ASSIGNED TASK: Search the records for the string "cobblestone" and report how many lines contain it, with nothing else.

───── DATA TO EXAMINE ─────

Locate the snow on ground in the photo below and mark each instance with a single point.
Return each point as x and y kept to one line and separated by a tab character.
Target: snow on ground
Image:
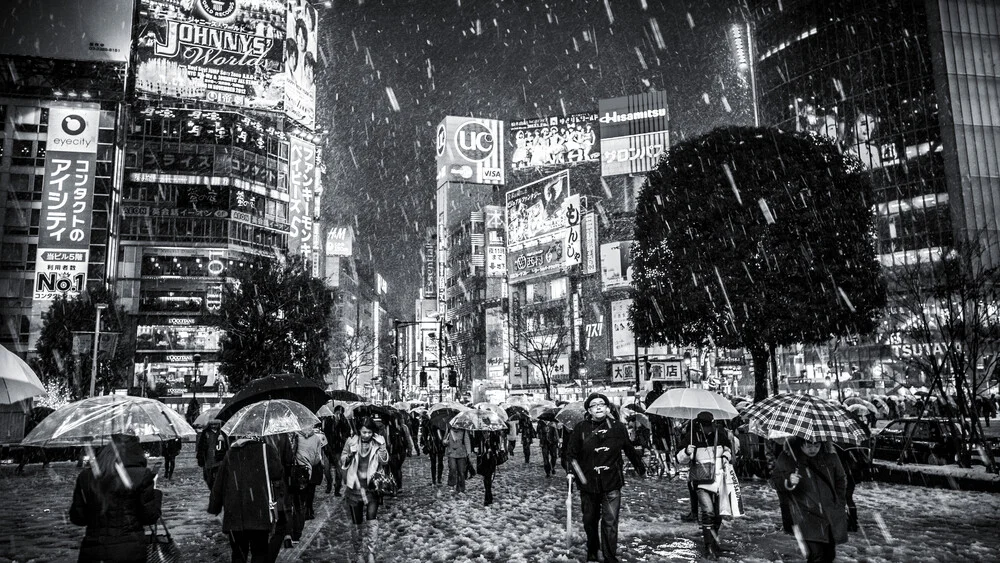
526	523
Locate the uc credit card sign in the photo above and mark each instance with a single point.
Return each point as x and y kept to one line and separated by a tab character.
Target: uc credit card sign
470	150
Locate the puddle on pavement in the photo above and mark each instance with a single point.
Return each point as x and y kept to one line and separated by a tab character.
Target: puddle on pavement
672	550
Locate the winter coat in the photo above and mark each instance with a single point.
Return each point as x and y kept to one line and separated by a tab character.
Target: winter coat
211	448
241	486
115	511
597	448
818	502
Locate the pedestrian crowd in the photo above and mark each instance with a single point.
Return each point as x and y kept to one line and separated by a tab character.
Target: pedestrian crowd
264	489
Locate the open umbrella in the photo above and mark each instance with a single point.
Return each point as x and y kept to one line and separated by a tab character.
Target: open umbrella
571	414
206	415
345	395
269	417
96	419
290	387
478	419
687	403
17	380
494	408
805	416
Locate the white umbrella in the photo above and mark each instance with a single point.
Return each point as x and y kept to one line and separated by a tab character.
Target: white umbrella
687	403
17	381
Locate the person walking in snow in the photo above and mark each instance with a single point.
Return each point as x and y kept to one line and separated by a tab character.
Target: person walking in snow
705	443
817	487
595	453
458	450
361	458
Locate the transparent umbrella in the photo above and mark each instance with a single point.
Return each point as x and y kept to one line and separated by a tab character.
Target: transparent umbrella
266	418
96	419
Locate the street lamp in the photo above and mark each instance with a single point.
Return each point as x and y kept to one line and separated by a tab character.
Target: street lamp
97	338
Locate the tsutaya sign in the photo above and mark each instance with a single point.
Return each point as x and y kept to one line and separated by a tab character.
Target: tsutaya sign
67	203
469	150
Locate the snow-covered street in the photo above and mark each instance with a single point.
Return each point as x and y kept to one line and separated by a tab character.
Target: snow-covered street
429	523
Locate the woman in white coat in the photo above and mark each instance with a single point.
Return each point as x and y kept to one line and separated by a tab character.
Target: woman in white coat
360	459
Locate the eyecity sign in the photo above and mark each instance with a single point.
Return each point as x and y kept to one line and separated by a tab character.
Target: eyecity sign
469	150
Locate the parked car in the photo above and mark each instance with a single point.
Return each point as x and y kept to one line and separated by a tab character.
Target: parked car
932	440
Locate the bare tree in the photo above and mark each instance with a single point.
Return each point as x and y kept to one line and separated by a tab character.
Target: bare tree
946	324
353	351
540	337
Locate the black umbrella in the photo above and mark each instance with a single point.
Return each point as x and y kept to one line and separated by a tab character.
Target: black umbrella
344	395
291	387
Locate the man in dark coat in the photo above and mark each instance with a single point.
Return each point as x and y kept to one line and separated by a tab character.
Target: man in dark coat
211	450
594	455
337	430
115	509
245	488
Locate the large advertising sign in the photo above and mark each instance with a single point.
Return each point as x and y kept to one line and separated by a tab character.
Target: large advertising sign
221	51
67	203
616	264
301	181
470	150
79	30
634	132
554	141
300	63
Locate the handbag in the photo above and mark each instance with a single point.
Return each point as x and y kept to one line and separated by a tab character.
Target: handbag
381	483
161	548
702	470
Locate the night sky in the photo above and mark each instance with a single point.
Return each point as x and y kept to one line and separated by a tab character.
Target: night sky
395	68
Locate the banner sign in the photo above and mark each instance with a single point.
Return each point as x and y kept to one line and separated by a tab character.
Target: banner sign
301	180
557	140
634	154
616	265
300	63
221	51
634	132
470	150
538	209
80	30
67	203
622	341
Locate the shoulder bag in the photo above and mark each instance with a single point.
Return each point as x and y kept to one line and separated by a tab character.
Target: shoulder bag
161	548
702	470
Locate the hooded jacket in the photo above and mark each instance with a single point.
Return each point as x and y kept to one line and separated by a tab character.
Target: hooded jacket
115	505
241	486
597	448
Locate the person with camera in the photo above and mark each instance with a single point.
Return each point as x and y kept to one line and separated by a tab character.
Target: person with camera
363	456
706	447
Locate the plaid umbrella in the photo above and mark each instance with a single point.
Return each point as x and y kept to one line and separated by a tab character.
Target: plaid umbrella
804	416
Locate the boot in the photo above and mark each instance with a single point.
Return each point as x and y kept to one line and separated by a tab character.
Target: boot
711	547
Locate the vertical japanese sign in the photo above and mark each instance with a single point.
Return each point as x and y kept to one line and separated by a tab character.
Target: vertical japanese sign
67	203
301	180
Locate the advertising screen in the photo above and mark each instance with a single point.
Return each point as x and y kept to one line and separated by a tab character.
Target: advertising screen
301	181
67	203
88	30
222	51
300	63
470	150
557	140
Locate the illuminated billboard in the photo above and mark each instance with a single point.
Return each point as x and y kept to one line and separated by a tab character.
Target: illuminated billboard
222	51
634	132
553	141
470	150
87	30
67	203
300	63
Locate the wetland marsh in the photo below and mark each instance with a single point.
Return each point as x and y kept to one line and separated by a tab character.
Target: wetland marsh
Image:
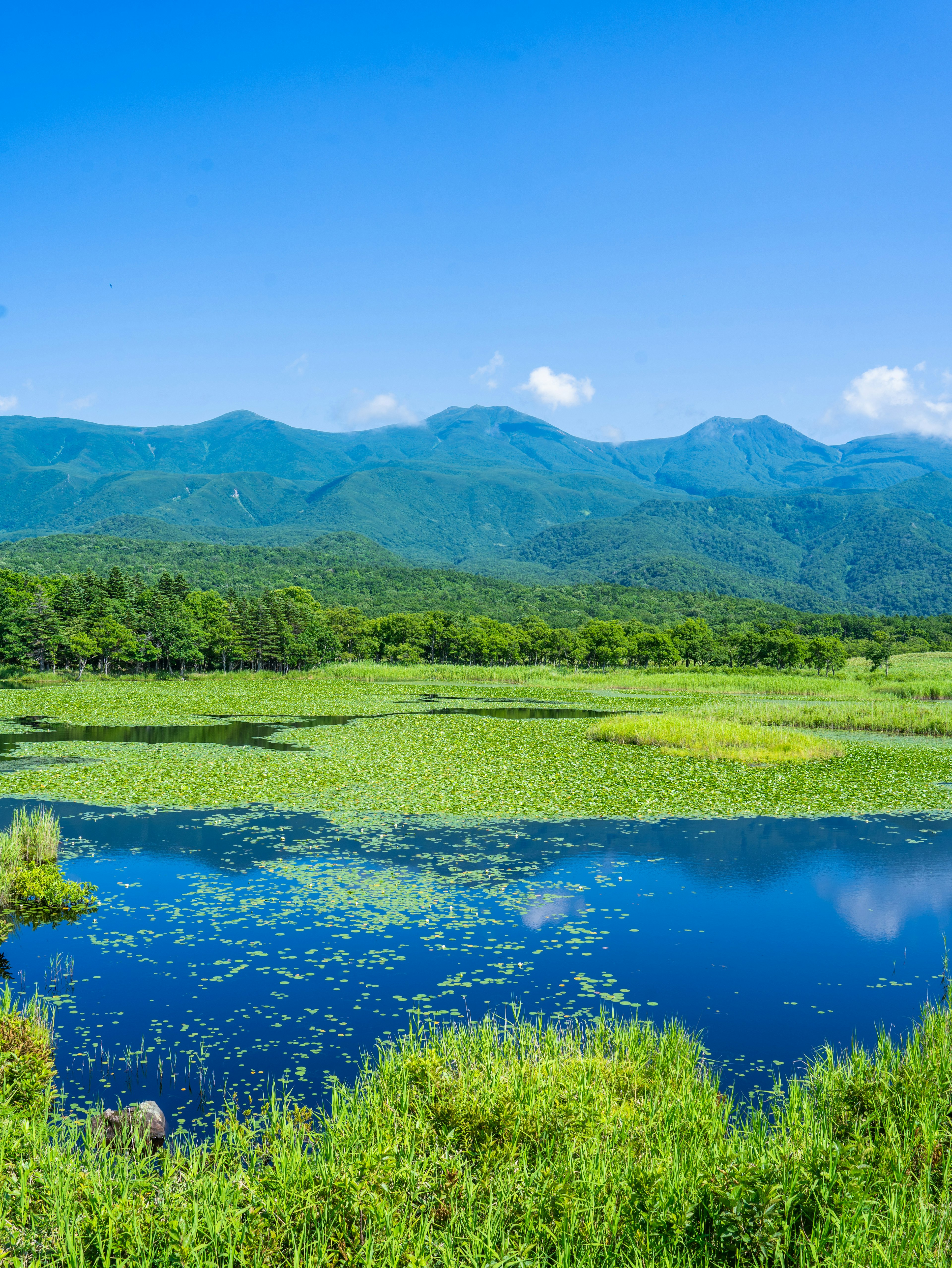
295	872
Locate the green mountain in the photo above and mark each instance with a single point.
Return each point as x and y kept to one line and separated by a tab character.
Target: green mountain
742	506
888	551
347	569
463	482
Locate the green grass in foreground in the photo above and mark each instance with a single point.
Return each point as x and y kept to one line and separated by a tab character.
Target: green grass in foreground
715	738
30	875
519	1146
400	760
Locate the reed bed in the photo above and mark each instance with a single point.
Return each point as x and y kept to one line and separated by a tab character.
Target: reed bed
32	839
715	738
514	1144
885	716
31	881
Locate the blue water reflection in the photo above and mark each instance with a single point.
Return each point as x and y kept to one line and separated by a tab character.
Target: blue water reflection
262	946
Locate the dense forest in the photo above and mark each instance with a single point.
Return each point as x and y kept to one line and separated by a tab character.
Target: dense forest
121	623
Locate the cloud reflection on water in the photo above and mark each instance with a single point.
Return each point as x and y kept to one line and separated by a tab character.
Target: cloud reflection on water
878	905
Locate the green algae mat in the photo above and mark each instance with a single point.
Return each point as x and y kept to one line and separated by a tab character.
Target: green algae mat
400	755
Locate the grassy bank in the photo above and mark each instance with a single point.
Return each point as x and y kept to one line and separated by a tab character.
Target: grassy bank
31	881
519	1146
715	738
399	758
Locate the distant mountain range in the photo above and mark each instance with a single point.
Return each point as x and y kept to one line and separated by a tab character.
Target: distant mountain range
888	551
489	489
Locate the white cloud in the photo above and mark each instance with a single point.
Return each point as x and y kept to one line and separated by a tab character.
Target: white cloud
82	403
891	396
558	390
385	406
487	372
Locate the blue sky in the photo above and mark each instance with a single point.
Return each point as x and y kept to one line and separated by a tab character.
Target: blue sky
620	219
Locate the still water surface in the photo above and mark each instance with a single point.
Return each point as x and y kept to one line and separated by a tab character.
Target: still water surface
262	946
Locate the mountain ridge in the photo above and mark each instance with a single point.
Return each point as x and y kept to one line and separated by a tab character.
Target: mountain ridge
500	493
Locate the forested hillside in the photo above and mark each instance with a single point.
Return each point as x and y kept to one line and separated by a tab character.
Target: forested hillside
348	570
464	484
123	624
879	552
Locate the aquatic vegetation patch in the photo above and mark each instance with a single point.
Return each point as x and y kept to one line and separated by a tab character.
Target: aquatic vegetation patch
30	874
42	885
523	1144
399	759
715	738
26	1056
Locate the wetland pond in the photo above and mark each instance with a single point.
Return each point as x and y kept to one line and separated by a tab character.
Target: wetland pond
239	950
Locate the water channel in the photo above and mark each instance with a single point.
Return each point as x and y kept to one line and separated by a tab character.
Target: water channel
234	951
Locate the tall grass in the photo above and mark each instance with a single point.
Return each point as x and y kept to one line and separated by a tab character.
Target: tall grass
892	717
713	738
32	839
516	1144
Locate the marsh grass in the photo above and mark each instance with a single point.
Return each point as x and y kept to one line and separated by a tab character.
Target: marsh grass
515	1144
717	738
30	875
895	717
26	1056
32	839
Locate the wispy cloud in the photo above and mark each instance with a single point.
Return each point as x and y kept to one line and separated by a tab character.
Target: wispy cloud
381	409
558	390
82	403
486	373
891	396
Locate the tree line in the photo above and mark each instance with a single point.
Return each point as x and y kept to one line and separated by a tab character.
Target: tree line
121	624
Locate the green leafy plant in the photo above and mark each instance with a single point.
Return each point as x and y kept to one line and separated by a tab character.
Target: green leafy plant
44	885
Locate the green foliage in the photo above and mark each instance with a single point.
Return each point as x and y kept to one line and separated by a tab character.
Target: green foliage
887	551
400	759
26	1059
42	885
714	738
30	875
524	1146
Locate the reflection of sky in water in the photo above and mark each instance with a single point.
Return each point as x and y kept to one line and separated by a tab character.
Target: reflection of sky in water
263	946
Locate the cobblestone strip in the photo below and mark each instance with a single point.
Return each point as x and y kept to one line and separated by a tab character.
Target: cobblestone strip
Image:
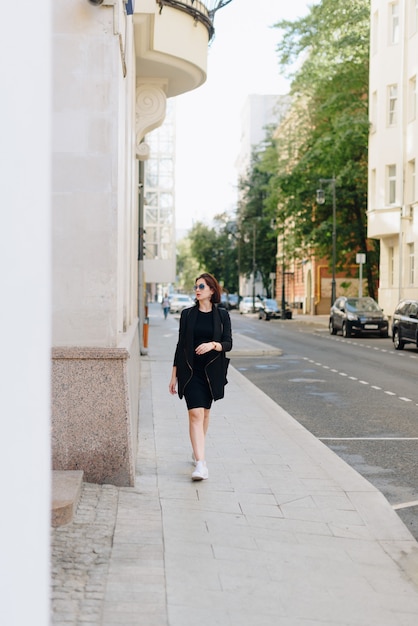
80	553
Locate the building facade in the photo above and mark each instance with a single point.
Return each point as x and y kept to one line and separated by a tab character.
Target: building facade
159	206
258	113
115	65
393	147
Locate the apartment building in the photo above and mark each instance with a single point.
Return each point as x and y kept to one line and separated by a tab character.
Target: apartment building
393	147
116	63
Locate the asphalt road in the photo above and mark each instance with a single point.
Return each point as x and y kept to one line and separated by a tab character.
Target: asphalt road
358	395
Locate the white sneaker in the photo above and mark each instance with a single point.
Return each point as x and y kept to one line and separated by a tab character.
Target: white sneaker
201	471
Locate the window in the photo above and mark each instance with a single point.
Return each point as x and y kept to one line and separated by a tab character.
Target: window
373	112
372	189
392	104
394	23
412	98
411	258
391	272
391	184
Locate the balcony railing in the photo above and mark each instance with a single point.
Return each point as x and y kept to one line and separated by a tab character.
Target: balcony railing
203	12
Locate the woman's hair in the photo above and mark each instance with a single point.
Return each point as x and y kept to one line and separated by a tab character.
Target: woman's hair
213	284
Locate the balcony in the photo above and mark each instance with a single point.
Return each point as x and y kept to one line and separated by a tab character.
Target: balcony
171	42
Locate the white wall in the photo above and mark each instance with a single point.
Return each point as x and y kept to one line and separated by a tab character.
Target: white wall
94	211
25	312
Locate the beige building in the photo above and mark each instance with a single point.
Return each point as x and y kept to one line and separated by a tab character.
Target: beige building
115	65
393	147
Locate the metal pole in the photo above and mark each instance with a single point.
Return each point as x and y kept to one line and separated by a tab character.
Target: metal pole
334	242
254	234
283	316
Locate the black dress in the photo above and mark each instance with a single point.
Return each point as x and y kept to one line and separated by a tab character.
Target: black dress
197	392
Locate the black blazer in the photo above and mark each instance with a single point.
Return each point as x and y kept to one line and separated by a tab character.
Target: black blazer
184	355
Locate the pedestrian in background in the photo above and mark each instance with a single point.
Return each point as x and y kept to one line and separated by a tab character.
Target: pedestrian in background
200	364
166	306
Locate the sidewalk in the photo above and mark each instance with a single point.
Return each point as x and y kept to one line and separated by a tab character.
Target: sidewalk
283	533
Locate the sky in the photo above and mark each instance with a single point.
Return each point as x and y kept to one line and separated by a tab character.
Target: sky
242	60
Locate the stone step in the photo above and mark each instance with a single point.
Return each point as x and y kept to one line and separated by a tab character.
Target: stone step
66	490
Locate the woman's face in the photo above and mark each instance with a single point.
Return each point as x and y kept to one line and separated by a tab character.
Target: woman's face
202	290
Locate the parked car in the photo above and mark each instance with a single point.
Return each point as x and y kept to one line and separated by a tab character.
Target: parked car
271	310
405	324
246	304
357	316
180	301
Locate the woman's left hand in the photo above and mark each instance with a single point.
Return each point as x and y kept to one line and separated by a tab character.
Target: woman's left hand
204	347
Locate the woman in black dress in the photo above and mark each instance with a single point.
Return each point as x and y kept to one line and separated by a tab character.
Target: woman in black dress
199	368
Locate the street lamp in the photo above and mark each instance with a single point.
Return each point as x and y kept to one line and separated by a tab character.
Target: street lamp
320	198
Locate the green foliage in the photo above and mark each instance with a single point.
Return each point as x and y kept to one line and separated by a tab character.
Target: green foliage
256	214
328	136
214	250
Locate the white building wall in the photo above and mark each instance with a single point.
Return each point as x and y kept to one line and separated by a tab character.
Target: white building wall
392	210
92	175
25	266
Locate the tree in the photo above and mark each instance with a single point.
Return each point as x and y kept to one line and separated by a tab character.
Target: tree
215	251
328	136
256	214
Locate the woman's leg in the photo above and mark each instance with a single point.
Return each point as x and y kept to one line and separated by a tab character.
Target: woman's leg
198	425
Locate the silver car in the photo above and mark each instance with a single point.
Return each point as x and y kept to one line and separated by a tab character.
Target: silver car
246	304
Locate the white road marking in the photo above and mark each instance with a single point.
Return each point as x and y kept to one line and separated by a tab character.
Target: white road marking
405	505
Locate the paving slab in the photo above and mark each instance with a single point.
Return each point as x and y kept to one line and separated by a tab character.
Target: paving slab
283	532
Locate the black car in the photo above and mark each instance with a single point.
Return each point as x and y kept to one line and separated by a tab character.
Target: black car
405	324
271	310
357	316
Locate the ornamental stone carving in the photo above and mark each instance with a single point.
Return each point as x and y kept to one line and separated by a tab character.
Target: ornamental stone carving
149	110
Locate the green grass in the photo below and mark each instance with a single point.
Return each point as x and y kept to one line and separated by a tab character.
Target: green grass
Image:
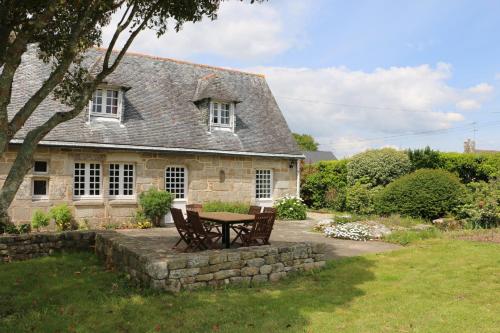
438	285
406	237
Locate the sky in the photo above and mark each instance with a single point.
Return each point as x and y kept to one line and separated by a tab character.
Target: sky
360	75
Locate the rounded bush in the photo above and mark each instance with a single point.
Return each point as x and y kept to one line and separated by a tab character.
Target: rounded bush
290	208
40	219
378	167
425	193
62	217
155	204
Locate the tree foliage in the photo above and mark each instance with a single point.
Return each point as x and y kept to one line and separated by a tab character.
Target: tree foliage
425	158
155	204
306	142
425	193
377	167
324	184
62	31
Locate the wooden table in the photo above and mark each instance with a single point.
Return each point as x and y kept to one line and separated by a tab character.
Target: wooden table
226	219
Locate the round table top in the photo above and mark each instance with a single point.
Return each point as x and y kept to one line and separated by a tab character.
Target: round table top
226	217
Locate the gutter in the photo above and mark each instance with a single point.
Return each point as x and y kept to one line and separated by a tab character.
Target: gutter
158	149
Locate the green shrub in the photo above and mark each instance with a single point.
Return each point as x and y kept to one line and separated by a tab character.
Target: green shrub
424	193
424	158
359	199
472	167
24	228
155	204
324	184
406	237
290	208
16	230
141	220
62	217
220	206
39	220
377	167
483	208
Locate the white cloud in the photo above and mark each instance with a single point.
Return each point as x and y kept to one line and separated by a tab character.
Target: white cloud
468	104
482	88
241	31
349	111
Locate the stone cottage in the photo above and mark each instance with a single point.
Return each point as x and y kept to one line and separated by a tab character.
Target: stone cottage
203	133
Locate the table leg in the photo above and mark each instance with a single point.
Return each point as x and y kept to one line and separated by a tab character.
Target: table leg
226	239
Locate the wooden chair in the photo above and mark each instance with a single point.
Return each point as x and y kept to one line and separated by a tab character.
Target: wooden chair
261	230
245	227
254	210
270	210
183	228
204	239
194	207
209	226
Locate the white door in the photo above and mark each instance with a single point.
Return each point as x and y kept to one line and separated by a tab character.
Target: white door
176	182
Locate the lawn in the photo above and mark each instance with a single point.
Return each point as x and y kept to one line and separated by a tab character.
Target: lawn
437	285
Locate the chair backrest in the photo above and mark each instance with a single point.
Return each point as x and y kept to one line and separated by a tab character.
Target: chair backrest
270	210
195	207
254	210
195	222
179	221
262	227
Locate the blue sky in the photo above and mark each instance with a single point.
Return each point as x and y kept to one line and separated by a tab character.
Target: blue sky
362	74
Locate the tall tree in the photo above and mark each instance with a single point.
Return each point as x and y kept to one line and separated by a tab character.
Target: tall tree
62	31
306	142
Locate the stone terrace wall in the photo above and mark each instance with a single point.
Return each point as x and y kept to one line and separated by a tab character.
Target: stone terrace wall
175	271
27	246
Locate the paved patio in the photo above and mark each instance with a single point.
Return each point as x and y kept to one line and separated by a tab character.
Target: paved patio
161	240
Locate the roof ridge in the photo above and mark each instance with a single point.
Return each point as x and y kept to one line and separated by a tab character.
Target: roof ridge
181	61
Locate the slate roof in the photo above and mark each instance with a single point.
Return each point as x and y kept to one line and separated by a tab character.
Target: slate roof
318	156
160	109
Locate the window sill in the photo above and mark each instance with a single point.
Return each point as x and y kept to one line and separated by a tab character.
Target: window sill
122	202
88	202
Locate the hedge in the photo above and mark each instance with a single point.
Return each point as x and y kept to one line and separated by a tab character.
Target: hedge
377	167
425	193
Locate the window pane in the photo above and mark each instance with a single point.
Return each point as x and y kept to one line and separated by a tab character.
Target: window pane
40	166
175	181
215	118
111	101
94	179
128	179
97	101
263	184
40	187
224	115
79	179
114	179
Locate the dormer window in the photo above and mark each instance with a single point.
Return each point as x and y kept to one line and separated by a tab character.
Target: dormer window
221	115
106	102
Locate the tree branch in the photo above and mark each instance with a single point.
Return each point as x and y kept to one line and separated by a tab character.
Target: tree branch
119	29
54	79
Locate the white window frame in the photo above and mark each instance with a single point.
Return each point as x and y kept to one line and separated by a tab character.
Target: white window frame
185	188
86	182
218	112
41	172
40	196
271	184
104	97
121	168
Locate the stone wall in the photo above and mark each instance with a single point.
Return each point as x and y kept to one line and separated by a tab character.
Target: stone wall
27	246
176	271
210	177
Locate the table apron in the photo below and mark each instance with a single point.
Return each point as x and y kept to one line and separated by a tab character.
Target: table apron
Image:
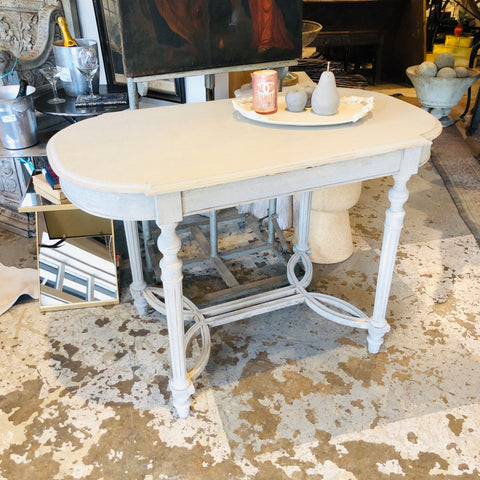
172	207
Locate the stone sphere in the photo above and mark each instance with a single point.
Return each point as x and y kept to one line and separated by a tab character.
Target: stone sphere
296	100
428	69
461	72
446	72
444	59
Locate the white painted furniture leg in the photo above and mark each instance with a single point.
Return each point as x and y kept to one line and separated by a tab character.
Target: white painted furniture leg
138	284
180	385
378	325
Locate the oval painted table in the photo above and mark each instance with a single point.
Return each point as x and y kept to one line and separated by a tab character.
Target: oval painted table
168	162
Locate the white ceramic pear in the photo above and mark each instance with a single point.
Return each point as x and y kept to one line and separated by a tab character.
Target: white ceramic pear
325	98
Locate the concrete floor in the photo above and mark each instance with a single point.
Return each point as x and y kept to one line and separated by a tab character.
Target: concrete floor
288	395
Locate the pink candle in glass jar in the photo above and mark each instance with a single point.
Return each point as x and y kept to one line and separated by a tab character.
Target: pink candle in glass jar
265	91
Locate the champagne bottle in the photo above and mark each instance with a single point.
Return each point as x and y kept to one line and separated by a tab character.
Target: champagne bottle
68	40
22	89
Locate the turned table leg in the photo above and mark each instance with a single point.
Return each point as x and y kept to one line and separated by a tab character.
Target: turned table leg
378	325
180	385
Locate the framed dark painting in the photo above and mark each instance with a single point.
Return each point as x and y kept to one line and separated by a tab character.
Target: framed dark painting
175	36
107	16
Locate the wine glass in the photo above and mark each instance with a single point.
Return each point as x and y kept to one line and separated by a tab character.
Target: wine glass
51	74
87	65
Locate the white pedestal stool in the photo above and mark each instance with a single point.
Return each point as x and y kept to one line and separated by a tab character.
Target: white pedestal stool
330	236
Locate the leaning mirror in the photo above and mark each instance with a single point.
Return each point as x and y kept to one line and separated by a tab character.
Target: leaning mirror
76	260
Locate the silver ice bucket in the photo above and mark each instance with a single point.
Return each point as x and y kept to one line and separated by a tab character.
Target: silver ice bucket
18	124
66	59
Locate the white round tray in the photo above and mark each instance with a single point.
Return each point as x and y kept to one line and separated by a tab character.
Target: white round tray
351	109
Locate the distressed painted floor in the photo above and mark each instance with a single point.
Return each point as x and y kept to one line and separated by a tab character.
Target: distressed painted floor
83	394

─────

RESPONSE TO THIS EXERCISE: 2